SELECTION
****************************************

As for the the darkest black mat board, a glossy (reflective) finish will look darker than a flat finish. The third image indicates that the art is comprised of a glossy finish in comparison to the flat finish of the mat board.

IMHO the mat does nothing for the art as it is almost the same width as the frame. I would eliminate the mat and replace it with spacers to keep the art off the glass.
 
Crescent has some boards in their Select series that have a black semi-gloss finish that might look better.

But really, JFeig is right that this mat is not doing much for the design. It would look better without a mat and a spacer.
 
I have found the blackest blacks to be Crescent 5598, Etched Black or Bainbridge 8012, Brushed Onyx, which are virtually identical. Both are conservation mats.
 
Welcome to the Grumble.

Black Suede.

Not that you asked....... but the design is fine.

I've used smallish mats as spacers many time.
 
Welcome to the G!

If I understand correctly, you are the customer and not happy with what your framer did?

It is extremely difficult to match a black to a black. The black of the art will never match the matboard.
I usually look at textured mats, fabric mats show deeper in color and might be a better black. Suede could work, but not everyone likes the look of it.

As a framer, I would probably have steered away from the black. There are some awesome metallic mats that might have worked better.

Have you had a conversation with the framer? Maybe something could be worked out?
 
I my opinion for a non-decorative board the blackest is Crescent 1115. I know that some decorative boards like suede, fabric, or gloss brushed boards may be a little blacker but Crescent 1115 is more of a mat finish that will work in most applications that some of the decorative blacks will not.

The actual print is floated so I think maybe conservation mat board is less important in this case

Why would you think that? How is the print floated - is it on a pedestal or is it floated on the mat? if there is a pedestal what type of materials are used for the pedestal? if floated on a mat is the mat meeting conservation standards? What I am trying to say, if you want conservation framing all components of the frame project should meet the conservation standards.. If you want partial conservation, that is another story but with partial conservation techniques you are not totally, if at all, protecting the art. With that said, not all art needs conservation framing, only you and the art can dictate what you need/want to do to protect the art or you may not even care about protecting the art. If the art is valuable I would definitely follow strict Conservation Standards, if it was a $3.00 poster I more than likely wouldn't unless there was some sentimental value to it. That's what I mean when I say only you and the art can decide how much protection is needed.
 
Get someone to print out a sheet (or at least the border area surrounding the art) of matching gloss paper with the same black, and have that mounted for your background. Any other black in any other finish will have contrast of some kind with the photo. Maybe the artist will be helpful in the process.

****************************************

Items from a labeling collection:
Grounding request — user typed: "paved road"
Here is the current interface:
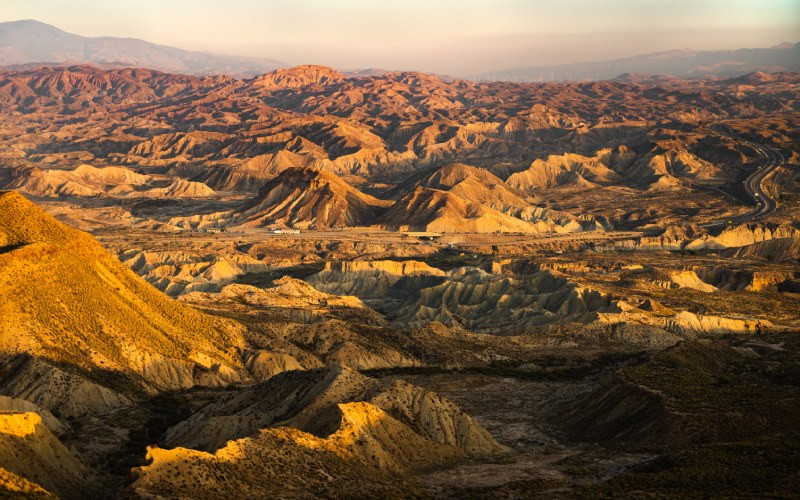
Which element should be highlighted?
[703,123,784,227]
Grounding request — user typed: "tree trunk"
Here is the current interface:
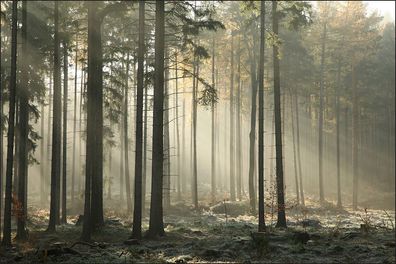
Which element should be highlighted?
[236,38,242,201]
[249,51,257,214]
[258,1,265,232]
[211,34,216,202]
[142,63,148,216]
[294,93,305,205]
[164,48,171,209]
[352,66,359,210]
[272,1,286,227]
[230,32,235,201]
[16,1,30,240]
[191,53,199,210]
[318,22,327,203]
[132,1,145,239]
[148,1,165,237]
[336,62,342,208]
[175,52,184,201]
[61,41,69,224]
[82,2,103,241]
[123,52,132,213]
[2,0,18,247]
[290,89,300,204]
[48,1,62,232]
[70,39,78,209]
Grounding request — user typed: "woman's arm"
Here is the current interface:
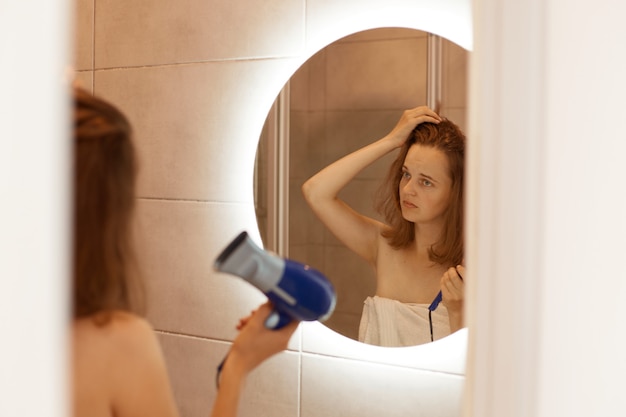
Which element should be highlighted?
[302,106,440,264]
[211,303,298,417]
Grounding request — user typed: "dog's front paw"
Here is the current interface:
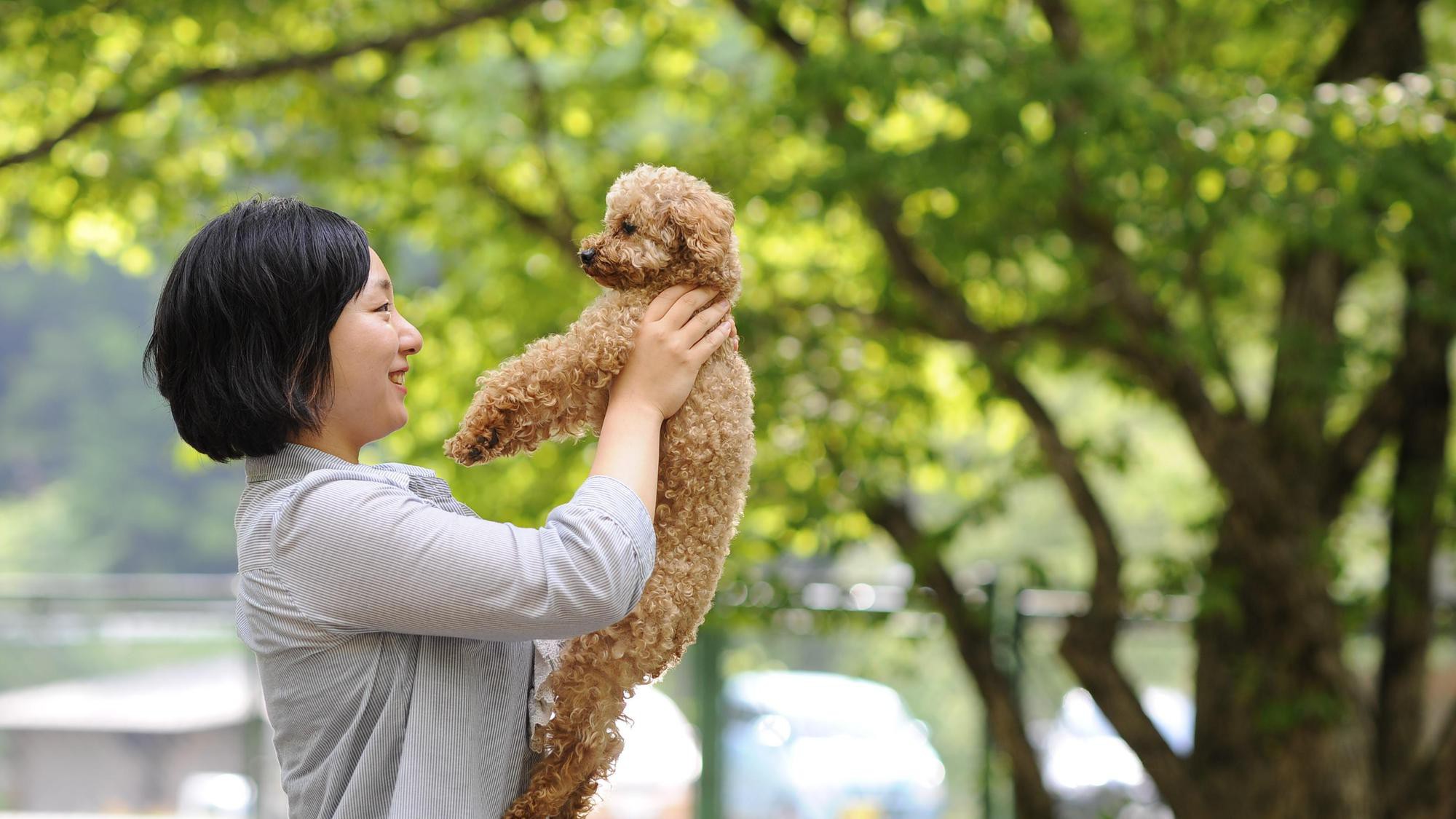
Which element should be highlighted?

****************************************

GIVEN TASK
Answer these from the mat board discussion:
(a) Which finish looks darker on the darkest black mat board, glossy or flat?
(b) Which two boards are called virtually identical as the blackest blacks?
(c) Which Crescent board is named the blackest non-decorative board?
Please rely only on the mat board discussion when answering.

TASK ANSWER
(a) Glossy.
(b) Crescent 5598, Etched Black, and Bainbridge 8012, Brushed Onyx.
(c) Crescent 1115.